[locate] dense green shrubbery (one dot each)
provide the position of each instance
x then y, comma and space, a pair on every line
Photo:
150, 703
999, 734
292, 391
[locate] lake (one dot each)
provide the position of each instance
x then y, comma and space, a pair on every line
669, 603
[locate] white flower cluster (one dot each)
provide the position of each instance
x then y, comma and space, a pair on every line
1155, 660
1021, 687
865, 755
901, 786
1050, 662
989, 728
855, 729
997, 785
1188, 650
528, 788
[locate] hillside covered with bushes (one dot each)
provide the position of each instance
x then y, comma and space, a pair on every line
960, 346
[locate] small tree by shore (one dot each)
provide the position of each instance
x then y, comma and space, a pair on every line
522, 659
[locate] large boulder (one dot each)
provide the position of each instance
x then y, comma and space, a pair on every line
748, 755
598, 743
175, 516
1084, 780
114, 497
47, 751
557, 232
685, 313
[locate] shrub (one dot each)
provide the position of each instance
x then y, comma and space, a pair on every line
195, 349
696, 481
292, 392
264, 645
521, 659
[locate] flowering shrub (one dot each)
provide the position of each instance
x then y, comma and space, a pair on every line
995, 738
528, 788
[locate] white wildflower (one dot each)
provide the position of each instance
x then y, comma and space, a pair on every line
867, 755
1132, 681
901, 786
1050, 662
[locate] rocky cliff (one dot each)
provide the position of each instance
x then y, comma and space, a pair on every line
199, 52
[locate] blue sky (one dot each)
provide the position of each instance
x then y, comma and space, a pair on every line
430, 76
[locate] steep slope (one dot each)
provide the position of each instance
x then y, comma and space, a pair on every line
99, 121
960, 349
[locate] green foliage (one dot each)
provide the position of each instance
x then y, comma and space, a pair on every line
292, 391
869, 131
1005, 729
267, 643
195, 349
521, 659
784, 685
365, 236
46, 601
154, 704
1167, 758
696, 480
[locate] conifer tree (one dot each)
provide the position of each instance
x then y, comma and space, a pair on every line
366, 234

+++

- _What you need to do_:
Please convert the entries from the line holding "[locate] steep slope (one dot each)" through the end of the entries, inclusive, into a two-column CSV with the header input,output. Give one row per entry, with the entry's text and its answer each in a single quoted field and line breaks replaced by spaces.

- _The completed task_:
input,output
"[locate] steep slope (one dot each) provide the position of each instance x then y, comma and space, a pair on every line","99, 121 960, 349"
"[locate] green foliage (one dot each) provide the position of each instance x then y, comma and space, a pair on every line","292, 391 869, 131 1005, 729 267, 643 195, 349 521, 659 784, 685 365, 236 46, 601 154, 704 1167, 758 696, 480"
"[locate] conifer tree (one dot each) provide the position of each instance x then y, comma and space, a pair on every line","366, 234"